What you need to do:
Print the entries that appear below, exactly as written and without their pictures.

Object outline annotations

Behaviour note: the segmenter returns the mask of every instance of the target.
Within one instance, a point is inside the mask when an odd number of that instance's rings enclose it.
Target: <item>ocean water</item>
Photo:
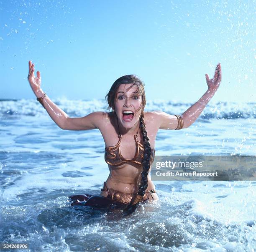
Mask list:
[[[69,116],[104,100],[54,100]],[[192,104],[149,101],[180,114]],[[156,155],[256,153],[256,103],[210,103],[190,127],[159,130]],[[0,101],[0,242],[31,251],[256,251],[255,181],[155,181],[159,200],[133,214],[72,207],[109,171],[99,131],[59,129],[36,100]],[[28,251],[28,250],[27,250]]]

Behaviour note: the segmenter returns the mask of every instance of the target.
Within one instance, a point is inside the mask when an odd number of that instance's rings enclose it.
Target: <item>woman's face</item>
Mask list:
[[[133,85],[128,91],[127,90]],[[139,120],[142,108],[141,96],[136,94],[138,86],[133,84],[121,84],[118,87],[115,99],[115,109],[118,118],[125,129],[132,128]]]

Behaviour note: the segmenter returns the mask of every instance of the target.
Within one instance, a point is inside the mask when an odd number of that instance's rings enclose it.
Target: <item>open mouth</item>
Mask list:
[[[131,110],[127,110],[123,111],[123,118],[125,121],[131,121],[133,118],[134,114]]]

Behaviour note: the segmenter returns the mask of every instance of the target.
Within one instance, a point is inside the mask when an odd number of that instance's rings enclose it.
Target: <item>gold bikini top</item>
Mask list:
[[[119,126],[118,126],[119,129]],[[137,138],[140,128],[138,130],[137,133],[134,135],[135,140],[136,143],[136,149],[135,156],[133,159],[125,159],[121,154],[120,151],[120,144],[122,139],[122,135],[118,134],[119,140],[118,142],[115,146],[110,146],[105,148],[105,161],[108,164],[112,166],[118,166],[128,162],[132,162],[141,165],[143,161],[143,156],[144,152],[144,146]],[[150,163],[151,164],[154,161],[155,158],[154,148],[151,149],[152,152],[150,157]]]

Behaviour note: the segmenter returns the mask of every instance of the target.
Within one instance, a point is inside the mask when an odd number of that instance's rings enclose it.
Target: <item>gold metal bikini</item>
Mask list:
[[[120,151],[120,144],[122,139],[122,135],[118,134],[119,140],[115,146],[111,146],[105,148],[105,161],[107,164],[112,166],[118,166],[128,162],[131,162],[141,165],[143,160],[144,146],[138,141],[137,138],[138,134],[140,128],[138,129],[137,133],[135,135],[135,141],[136,143],[136,154],[133,159],[125,159]],[[151,164],[154,161],[155,157],[154,148],[151,149],[152,152],[150,157],[150,163]]]
[[[119,140],[118,143],[114,146],[106,147],[105,148],[105,161],[108,164],[112,166],[117,166],[123,164],[125,163],[131,162],[139,164],[141,166],[142,165],[144,146],[140,142],[137,138],[139,129],[140,128],[139,128],[137,133],[134,135],[136,143],[136,154],[134,157],[133,159],[125,159],[122,156],[120,151],[120,144],[121,144],[121,140],[122,139],[122,135],[120,134],[119,130],[118,135]],[[156,151],[154,148],[151,149],[151,151],[150,161],[150,164],[154,162],[155,157],[155,151]],[[124,204],[129,203],[132,199],[137,195],[137,194],[125,193],[114,190],[113,188],[108,188],[105,181],[104,182],[103,188],[101,189],[101,190],[103,192],[108,192],[108,195],[107,196],[108,198]],[[142,201],[147,200],[149,199],[148,197],[149,194],[150,194],[151,197],[154,199],[152,196],[152,194],[156,192],[154,189],[146,191],[144,194]]]

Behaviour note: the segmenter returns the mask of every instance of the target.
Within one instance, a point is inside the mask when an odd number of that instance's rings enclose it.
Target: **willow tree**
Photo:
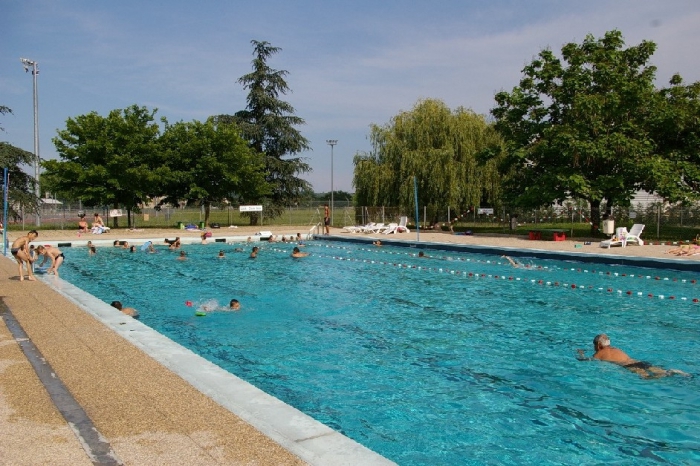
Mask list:
[[[415,207],[435,216],[447,207],[464,209],[497,202],[500,181],[495,161],[480,164],[479,152],[500,145],[500,137],[482,115],[450,110],[434,99],[419,101],[385,125],[372,125],[372,153],[355,156],[353,184],[359,205]]]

Solution to the exercise:
Behaviour note: the segmenter returns the mask of every instance of the target.
Within one instance, a point is inside the mask when an odd number of that instance's rings enclose it.
Target: <item>ocean water</item>
Photo:
Mask list:
[[[69,116],[104,100],[54,100]],[[192,104],[149,101],[180,114]],[[156,155],[256,153],[256,103],[210,103],[190,127],[159,130]],[[0,101],[0,242],[31,251],[256,251],[255,181],[155,181],[159,200],[133,214],[72,207],[109,171],[99,131],[59,129],[36,100]],[[28,251],[28,250],[27,250]]]

Behaviour note: the segmenter returns the mask of every instance of the target.
Within one instance, a point is inside the mask when an odd number of that instance's rings enclose it.
Target: <item>woman's face</item>
Mask list:
[[[133,85],[128,91],[127,90]],[[139,120],[142,108],[141,96],[136,94],[138,86],[133,84],[121,84],[118,87],[115,99],[115,109],[118,118],[125,129],[132,128]]]

Behaviour note: the segmenter returns the mask of every instance of the target.
Within one instance, a point is inside the mask when an odd number of that instance's rings enclose it.
Target: <item>open mouth</item>
Mask list:
[[[131,110],[127,110],[123,111],[123,118],[125,121],[131,121],[133,118],[134,114]]]

Behaviour note: the segmenter returns the mask of every instance of the target.
Within one instance, a point is inside the mask when an odd number of that instance's rings enclose it.
Target: <item>gold bikini top</item>
Mask list:
[[[119,126],[118,126],[119,129]],[[137,138],[140,128],[138,130],[137,133],[134,135],[135,140],[136,143],[136,149],[135,156],[133,159],[125,159],[121,154],[120,151],[120,144],[122,139],[122,135],[118,134],[119,140],[118,142],[115,146],[110,146],[105,148],[105,161],[108,164],[112,166],[118,166],[128,162],[132,162],[141,165],[143,161],[143,156],[144,152],[144,146]],[[150,163],[151,164],[154,161],[155,158],[154,148],[151,149],[152,152],[150,157]]]

Behaviour note: the segmenter returns the mask of every instance of the target.
Within one instance, a point is inside the mask when an odd number of that instance's rings enclose it.
Target: <item>gold metal bikini</item>
Mask list:
[[[120,151],[120,144],[122,139],[122,135],[118,134],[119,140],[115,146],[111,146],[105,148],[105,161],[107,164],[112,166],[118,166],[128,162],[131,162],[141,165],[143,160],[144,146],[138,141],[137,138],[138,134],[140,128],[138,129],[137,133],[135,135],[135,141],[136,143],[136,154],[133,159],[125,159]],[[151,164],[154,161],[155,157],[154,148],[151,149],[152,152],[150,157],[150,163]]]
[[[119,140],[118,143],[114,146],[106,147],[105,148],[105,161],[108,164],[112,166],[117,166],[123,164],[125,163],[131,162],[139,164],[141,166],[142,165],[144,146],[140,142],[137,138],[139,129],[140,128],[139,128],[137,133],[134,135],[136,143],[136,154],[134,157],[133,159],[125,159],[122,156],[120,151],[120,144],[121,144],[121,140],[122,139],[122,135],[120,134],[119,130],[118,135]],[[156,151],[154,148],[151,149],[151,151],[150,161],[150,164],[154,162],[155,157],[155,151]],[[124,204],[129,203],[132,199],[137,195],[137,194],[125,193],[114,190],[113,188],[108,188],[105,181],[104,182],[103,188],[101,189],[101,190],[103,192],[108,192],[108,195],[107,196],[108,198]],[[142,201],[147,200],[149,199],[148,197],[149,194],[150,194],[151,197],[154,199],[152,196],[152,194],[156,192],[154,189],[146,191],[144,194]]]

Behaviour note: the segmenter returns the mask of every instance of the target.
Within one instance, a point is inside the mask when an odd number of that instance's rings enclose it.
Target: **willow tree**
Photo:
Mask list:
[[[415,207],[435,216],[447,207],[464,209],[497,202],[500,181],[495,161],[480,164],[479,152],[500,145],[500,137],[482,115],[450,110],[434,99],[419,101],[385,125],[372,125],[372,153],[355,156],[353,184],[359,205]]]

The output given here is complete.